### Task statement
For each entry below, copy the text exactly and leave out any picture.

**** Records for the task ****

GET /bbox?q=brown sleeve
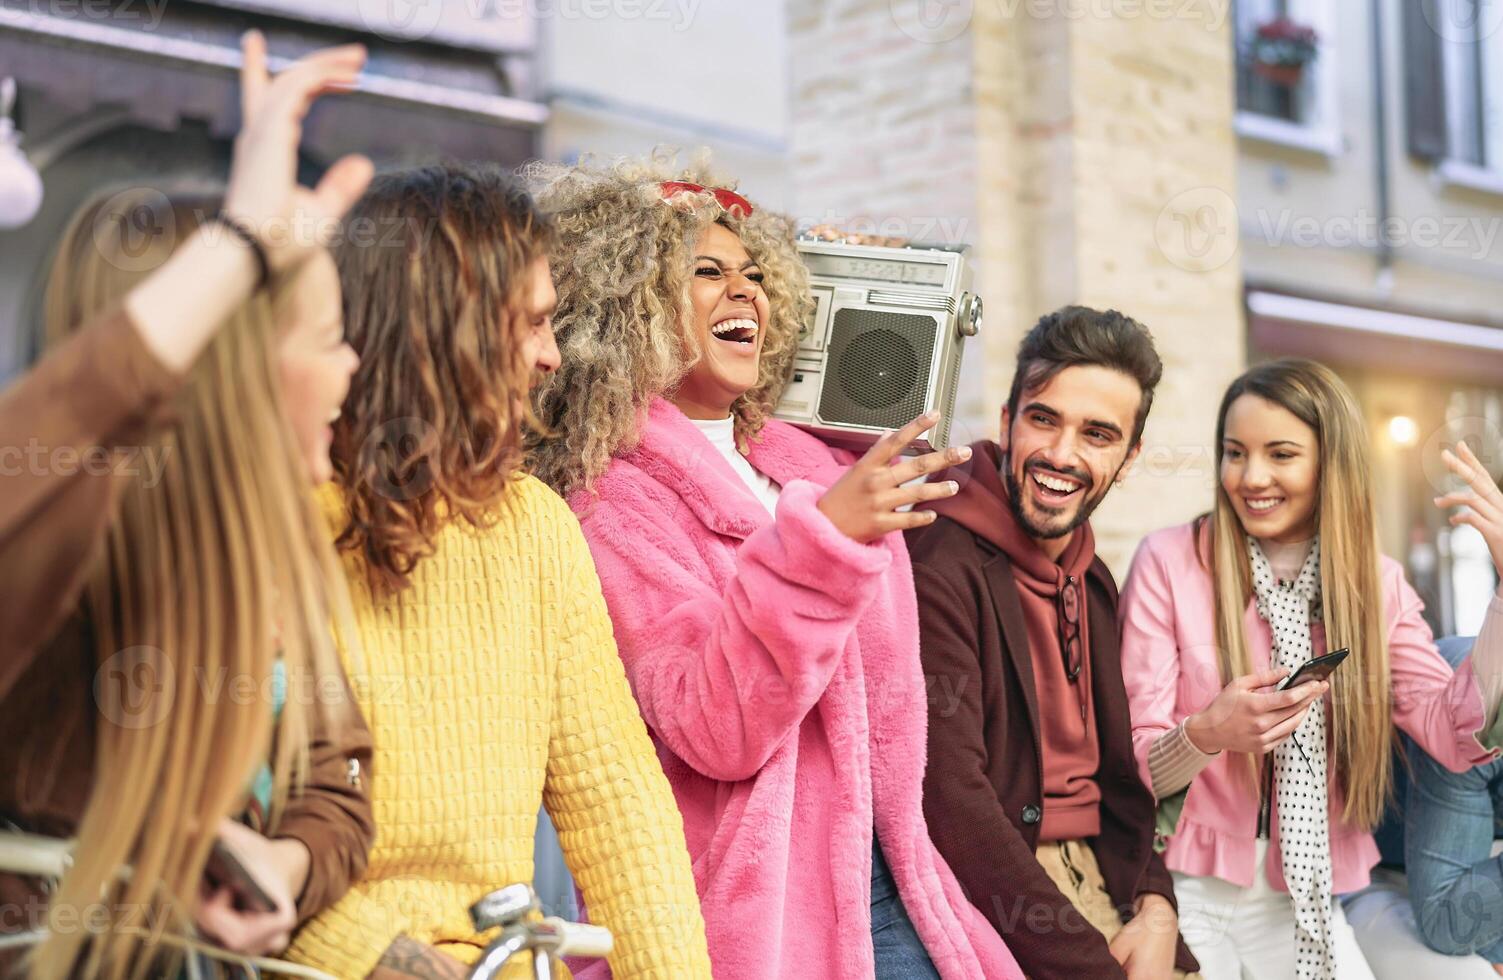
[274,680,376,922]
[0,307,181,698]
[1136,845,1178,911]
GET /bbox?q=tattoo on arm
[365,934,469,980]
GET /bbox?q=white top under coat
[690,415,783,517]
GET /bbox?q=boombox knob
[958,292,982,338]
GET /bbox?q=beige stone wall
[790,0,1247,577]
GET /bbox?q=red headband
[657,181,754,218]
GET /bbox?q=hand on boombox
[805,223,910,249]
[817,411,969,545]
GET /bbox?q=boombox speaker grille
[819,309,935,430]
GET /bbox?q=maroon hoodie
[906,439,1197,977]
[925,439,1102,840]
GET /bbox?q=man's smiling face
[1000,364,1144,553]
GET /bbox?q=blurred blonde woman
[1119,358,1503,980]
[528,153,1023,980]
[0,35,375,978]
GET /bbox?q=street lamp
[0,78,44,230]
[1387,415,1418,447]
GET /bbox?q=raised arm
[577,413,964,782]
[0,31,371,696]
[1435,439,1503,747]
[580,476,891,781]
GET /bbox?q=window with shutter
[1232,0,1341,155]
[1405,0,1449,161]
[1413,0,1503,192]
[1440,1,1503,172]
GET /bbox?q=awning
[0,3,546,165]
[1247,289,1503,383]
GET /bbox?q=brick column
[789,0,1246,575]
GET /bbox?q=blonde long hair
[523,150,812,498]
[1204,358,1391,828]
[29,190,357,978]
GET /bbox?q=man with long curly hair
[282,162,712,980]
[528,152,1025,980]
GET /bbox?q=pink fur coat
[568,398,1022,980]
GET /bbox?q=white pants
[1171,841,1376,979]
[1342,868,1500,980]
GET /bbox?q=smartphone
[204,837,278,914]
[1278,648,1350,691]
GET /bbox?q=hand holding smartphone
[204,836,279,914]
[1278,648,1350,691]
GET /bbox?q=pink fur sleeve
[577,477,891,782]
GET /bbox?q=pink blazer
[568,398,1021,980]
[1119,520,1495,893]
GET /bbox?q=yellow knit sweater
[285,476,712,979]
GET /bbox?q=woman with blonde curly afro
[529,152,1024,980]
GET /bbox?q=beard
[1003,454,1114,541]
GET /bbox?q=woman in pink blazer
[526,156,1023,980]
[1119,358,1503,980]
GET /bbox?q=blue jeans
[1403,636,1503,963]
[871,835,943,980]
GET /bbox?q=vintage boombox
[775,238,981,452]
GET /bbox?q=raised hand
[1184,667,1328,756]
[222,30,374,274]
[1434,440,1503,581]
[816,410,969,545]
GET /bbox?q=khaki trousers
[1035,838,1200,979]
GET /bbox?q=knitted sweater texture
[286,476,712,979]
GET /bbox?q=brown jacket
[0,308,374,931]
[906,440,1196,978]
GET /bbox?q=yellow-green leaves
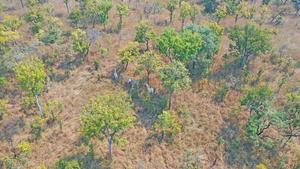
[71,29,89,57]
[81,92,135,157]
[118,42,140,70]
[116,2,129,30]
[14,57,46,96]
[154,111,181,141]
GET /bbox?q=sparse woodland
[1,0,300,168]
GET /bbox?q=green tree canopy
[228,23,272,68]
[81,92,135,157]
[71,29,89,57]
[154,111,181,141]
[14,57,47,116]
[159,61,191,109]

****

### Result below
GET /bbox?q=brown sleeve
[274,680,376,922]
[0,307,181,698]
[1136,845,1178,911]
GET /bbox?q=tattoo on arm
[365,934,469,980]
GET /bbox?q=white top under coat
[690,415,783,517]
GET /bbox?q=boombox knob
[958,292,982,338]
GET /bbox?q=beige stone wall
[790,0,1247,577]
GET /bbox?q=red headband
[657,181,754,218]
GET /bbox?q=hand on boombox
[805,223,910,249]
[817,411,969,545]
GET /bbox?q=boombox speaker grille
[819,309,935,430]
GET /bbox?q=maroon hoodie
[906,439,1197,977]
[925,439,1102,840]
GET /bbox?q=man's smiling face
[1000,364,1144,553]
GET /bbox?q=blurred blonde woman
[1119,358,1503,980]
[528,153,1023,980]
[0,35,375,978]
GET /bbox?q=street lamp
[0,78,44,230]
[1387,415,1418,447]
GET /bbox?q=raised arm
[577,413,964,782]
[0,31,371,696]
[1435,439,1503,747]
[580,476,891,781]
GET /bbox?q=window with shutter
[1232,0,1341,155]
[1405,0,1449,161]
[1413,0,1503,192]
[1440,1,1503,172]
GET /bbox?q=awning
[0,3,546,165]
[1247,289,1503,383]
GET /bbox?q=brick column
[789,0,1246,575]
GET /bbox?q=blonde long hair
[523,150,812,498]
[1204,358,1391,828]
[29,190,357,978]
GET /bbox?q=man with long curly hair
[282,162,712,980]
[528,152,1025,980]
GET /bbox?q=pink fur coat
[568,398,1022,980]
GET /bbox?q=white pants
[1171,841,1376,979]
[1342,868,1500,980]
GET /bbox?q=smartphone
[204,837,278,914]
[1278,648,1350,691]
GET /bbox?q=hand holding smartphone
[204,836,279,914]
[1278,648,1350,691]
GET /bbox?q=pink fur sleeve
[577,477,891,782]
GET /bbox?q=pink blazer
[568,398,1021,980]
[1119,520,1495,893]
GET /bbox?q=yellow knit sweater
[285,476,712,979]
GET /bbox?q=woman with blonde curly afro
[529,152,1024,980]
GET /bbox?q=beard
[1003,454,1114,541]
GET /bbox?q=woman in pink blazer
[526,156,1023,980]
[1119,358,1503,980]
GET /bbox?q=blue jeans
[1403,636,1503,963]
[871,835,943,980]
GET /bbox?q=vintage boombox
[775,238,981,452]
GET /bbox?q=raised hand
[1184,667,1328,756]
[222,30,374,274]
[1434,440,1503,581]
[816,410,969,545]
GET /bbox?q=khaki trousers
[1035,838,1200,979]
GET /bbox?q=knitted sweater texture
[286,476,712,979]
GET /bbox?q=brown jacket
[0,308,374,931]
[906,440,1196,978]
GET /bbox?q=yellow-green leaves
[71,29,89,57]
[81,92,135,157]
[118,42,140,70]
[116,2,129,30]
[14,57,46,96]
[154,111,181,141]
GET /bbox?q=sparse woodland
[1,0,300,168]
GET /bbox?q=green tree canopy
[228,23,272,68]
[81,92,135,157]
[71,29,89,57]
[154,111,181,141]
[14,57,47,116]
[159,61,191,109]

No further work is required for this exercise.